課題の要件> 以下の素材から、文字列「shrub」を含む行をすべて抜き出し、そのまま書き写してください。
------------------------------------
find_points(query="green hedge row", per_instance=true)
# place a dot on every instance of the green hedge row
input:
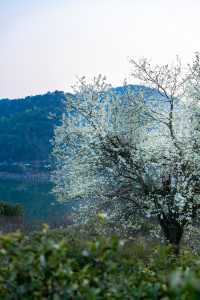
(55, 265)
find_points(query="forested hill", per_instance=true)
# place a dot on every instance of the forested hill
(26, 128)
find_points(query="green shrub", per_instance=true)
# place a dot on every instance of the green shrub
(54, 264)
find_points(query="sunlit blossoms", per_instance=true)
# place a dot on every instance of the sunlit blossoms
(125, 152)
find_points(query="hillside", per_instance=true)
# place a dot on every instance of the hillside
(26, 129)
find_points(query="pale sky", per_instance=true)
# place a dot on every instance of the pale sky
(46, 44)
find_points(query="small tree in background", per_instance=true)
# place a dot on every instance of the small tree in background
(124, 149)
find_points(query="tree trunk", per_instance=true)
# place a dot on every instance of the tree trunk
(173, 232)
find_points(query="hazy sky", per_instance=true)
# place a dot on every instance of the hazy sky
(45, 44)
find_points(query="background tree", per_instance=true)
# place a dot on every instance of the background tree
(124, 148)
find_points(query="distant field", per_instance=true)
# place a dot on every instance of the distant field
(36, 198)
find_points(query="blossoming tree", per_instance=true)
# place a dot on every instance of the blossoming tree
(143, 153)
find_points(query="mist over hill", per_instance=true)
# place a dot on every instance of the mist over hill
(26, 128)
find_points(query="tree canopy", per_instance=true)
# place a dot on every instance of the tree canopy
(122, 148)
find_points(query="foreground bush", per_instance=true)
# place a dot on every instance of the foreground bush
(54, 265)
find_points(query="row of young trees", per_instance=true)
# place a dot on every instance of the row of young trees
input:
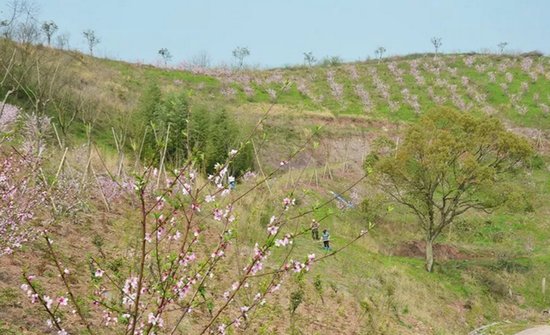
(171, 125)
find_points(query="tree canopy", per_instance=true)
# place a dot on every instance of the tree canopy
(449, 163)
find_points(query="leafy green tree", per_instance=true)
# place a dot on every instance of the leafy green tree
(449, 163)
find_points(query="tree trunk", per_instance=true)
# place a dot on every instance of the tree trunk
(429, 255)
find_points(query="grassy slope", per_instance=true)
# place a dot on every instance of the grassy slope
(367, 289)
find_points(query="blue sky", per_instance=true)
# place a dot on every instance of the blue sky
(277, 32)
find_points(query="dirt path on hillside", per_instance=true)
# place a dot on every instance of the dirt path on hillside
(540, 330)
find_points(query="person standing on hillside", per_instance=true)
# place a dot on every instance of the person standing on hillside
(326, 240)
(315, 229)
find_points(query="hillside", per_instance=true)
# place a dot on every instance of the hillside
(324, 120)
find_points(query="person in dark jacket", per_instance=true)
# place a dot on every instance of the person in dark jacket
(326, 240)
(315, 230)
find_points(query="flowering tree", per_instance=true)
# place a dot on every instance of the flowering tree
(178, 265)
(49, 28)
(380, 53)
(240, 53)
(501, 47)
(309, 59)
(436, 42)
(166, 55)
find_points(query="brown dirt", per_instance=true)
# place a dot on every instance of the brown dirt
(417, 249)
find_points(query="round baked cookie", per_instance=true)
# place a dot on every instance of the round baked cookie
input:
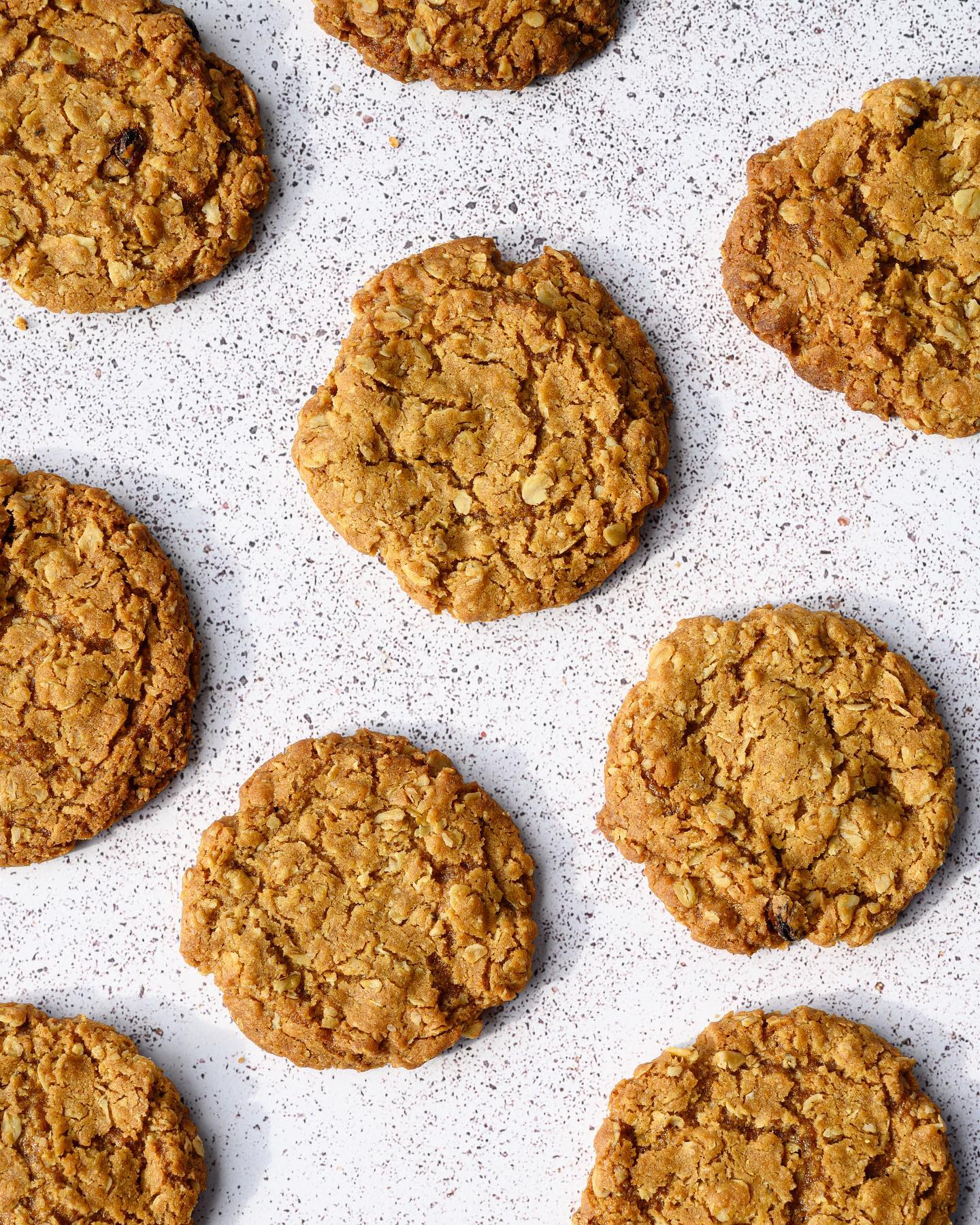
(90, 1130)
(461, 46)
(98, 666)
(781, 777)
(857, 252)
(133, 165)
(494, 431)
(772, 1120)
(363, 908)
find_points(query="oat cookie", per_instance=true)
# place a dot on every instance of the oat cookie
(465, 46)
(773, 1120)
(781, 777)
(98, 666)
(90, 1130)
(133, 165)
(494, 431)
(857, 252)
(364, 906)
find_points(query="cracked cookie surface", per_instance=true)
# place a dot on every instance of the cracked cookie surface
(98, 666)
(465, 46)
(90, 1130)
(857, 252)
(363, 908)
(773, 1120)
(494, 431)
(133, 165)
(781, 777)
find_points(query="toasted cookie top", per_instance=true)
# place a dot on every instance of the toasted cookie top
(857, 252)
(462, 46)
(363, 906)
(781, 777)
(772, 1119)
(98, 666)
(495, 431)
(133, 165)
(90, 1130)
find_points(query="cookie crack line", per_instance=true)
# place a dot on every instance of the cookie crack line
(489, 490)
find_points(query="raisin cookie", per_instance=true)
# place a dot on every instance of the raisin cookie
(133, 165)
(363, 908)
(773, 1119)
(465, 46)
(781, 777)
(857, 252)
(90, 1130)
(98, 666)
(494, 431)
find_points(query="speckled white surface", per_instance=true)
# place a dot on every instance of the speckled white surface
(186, 416)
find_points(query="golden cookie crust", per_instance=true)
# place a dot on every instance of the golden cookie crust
(133, 165)
(98, 666)
(90, 1130)
(466, 46)
(363, 908)
(494, 431)
(773, 1120)
(781, 777)
(857, 254)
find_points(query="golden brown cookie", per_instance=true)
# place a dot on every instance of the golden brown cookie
(494, 431)
(133, 165)
(857, 252)
(781, 777)
(465, 46)
(90, 1130)
(773, 1120)
(364, 906)
(98, 666)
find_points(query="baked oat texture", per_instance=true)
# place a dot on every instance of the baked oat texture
(364, 906)
(133, 163)
(98, 666)
(781, 777)
(462, 44)
(494, 431)
(773, 1120)
(857, 252)
(90, 1130)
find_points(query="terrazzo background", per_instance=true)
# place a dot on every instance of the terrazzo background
(186, 416)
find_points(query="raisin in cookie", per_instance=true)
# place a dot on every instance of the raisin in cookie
(90, 1130)
(857, 252)
(781, 777)
(462, 46)
(494, 431)
(364, 906)
(133, 165)
(98, 666)
(773, 1119)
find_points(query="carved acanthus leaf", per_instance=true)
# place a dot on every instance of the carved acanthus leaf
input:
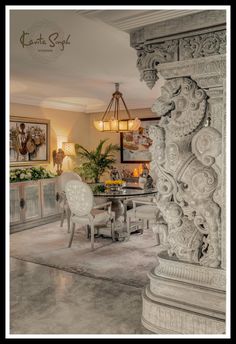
------------------------------------
正しい出力>
find_points(query="green shrub", per_instance=true)
# place a dot on every instance of the green shrub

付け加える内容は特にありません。